• **Text passage**
_____

With All Your Graces Now Outpoured

Text: John 16:5-11
Date: The Day of Pentecost redcross 5/15/05

  When you make a hotel reservation they always give you a confirmation number. Though I have always dutifully written it down, I've never really known why they do that because I've never been asked for it or used it. When you make a reservation on an airplane flight you need to confirm it so that they know you're really going to be there. When you pay bills or buy something over the internet there's usually a final, last button to press to confirm your payment or order with the instruction not to press the button more than once or you will be charged twice. When someone is labeled a “confirmed” bachelor, it means it's unlikely they are going to change in the foreseen future. To say you are a “confirmed” Lutheran should mean at least as much—that is, that you're going to be there, you know and mean what you've promised and it's unlikely that you're going to change or waver from that confession in the foreseen future.

 

  This year we are blessed, because, what better festival for the Rite of Confirmation than the Day of Pentecost, the commemoration of the outpouring of the “promise of the Father,” the Holy Spirit on the first disciples? The rite of confirmation is directly related to the sacrament of Holy Baptism with the emphasis on the imparting of the gift of the Holy Spirit through prayer and the laying on of hands. Oh, it's not as if the Holy Spirit hasn't been present and active in the lives of our children or our adult candidates until now, no! In fact we have relied on this very promise in our time of teaching and instruction, that, the Holy Spirit creates and strengthens faith, when and where he wills in those who hear the Gospel. In the Rite of Confirmation the baptized confess their faith before the world for themselves, even as their Savior confesses their name before the Father himself! Though one is only baptized once—for God is faithful to his promise and work—Christians make confirmation of their faith daily, the hand of faith receiving the forgiveness of all your sins every Sunday, every time you hear a sermon or Holy Absolution or receive the Body and Blood of our Lord in the Holy Communion.

 

  That's what it's all about—receiving faith and forgiveness, salvation, justification and the love of God. That's what you receive even now as you hear the divine Word: the forgiveness of all your sins solely for the sake of the suffering, death and resurrection of the Lord Jesus Christ; the gift of salvation for all who believe and are baptized; justification before God by faith in Christ alone; the love of God that is displayed no where more clearly than on the Cross of Christ. All this is received simply by faith.

_____

• **Tasks**
(a) In the sermon, what is the rite of confirmation directly related to?
(b) Please output the part of the sermon that starts at the words "That's what it's" and ends after "simply by faith.", word for word.

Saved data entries
_____

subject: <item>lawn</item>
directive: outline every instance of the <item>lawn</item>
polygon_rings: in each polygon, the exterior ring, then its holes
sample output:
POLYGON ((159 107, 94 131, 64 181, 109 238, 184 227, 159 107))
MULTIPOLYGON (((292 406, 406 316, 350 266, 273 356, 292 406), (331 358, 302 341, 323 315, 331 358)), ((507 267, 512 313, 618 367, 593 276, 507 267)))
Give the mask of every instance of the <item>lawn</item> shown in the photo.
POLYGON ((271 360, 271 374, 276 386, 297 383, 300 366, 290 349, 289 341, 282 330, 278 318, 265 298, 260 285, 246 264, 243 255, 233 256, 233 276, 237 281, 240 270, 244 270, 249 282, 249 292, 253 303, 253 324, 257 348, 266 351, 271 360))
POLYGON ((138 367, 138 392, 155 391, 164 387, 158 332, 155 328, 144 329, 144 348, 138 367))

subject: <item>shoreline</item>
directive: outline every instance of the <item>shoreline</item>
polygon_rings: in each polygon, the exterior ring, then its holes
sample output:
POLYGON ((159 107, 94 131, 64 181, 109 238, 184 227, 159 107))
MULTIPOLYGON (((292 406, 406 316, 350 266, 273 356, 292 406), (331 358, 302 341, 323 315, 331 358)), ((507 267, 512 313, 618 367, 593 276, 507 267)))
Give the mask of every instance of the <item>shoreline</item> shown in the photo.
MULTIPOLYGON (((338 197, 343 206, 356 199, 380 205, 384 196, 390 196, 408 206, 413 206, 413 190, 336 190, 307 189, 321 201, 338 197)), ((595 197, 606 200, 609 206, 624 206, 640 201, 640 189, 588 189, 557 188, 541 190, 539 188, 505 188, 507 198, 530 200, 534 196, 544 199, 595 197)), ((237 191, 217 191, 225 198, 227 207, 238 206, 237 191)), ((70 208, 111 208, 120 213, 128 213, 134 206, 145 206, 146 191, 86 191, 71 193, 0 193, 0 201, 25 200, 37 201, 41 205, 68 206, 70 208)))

_____

• **Responses**
(a) The rite of confirmation is directly related to the sacrament of Holy Baptism.

(b)
That's what it's all about—receiving faith and forgiveness, salvation, justification and the love of God. That's what you receive even now as you hear the divine Word: the forgiveness of all your sins solely for the sake of the suffering, death and resurrection of the Lord Jesus Christ; the gift of salvation for all who believe and are baptized; justification before God by faith in Christ alone; the love of God that is displayed no where more clearly than on the Cross of Christ. All this is received simply by faith.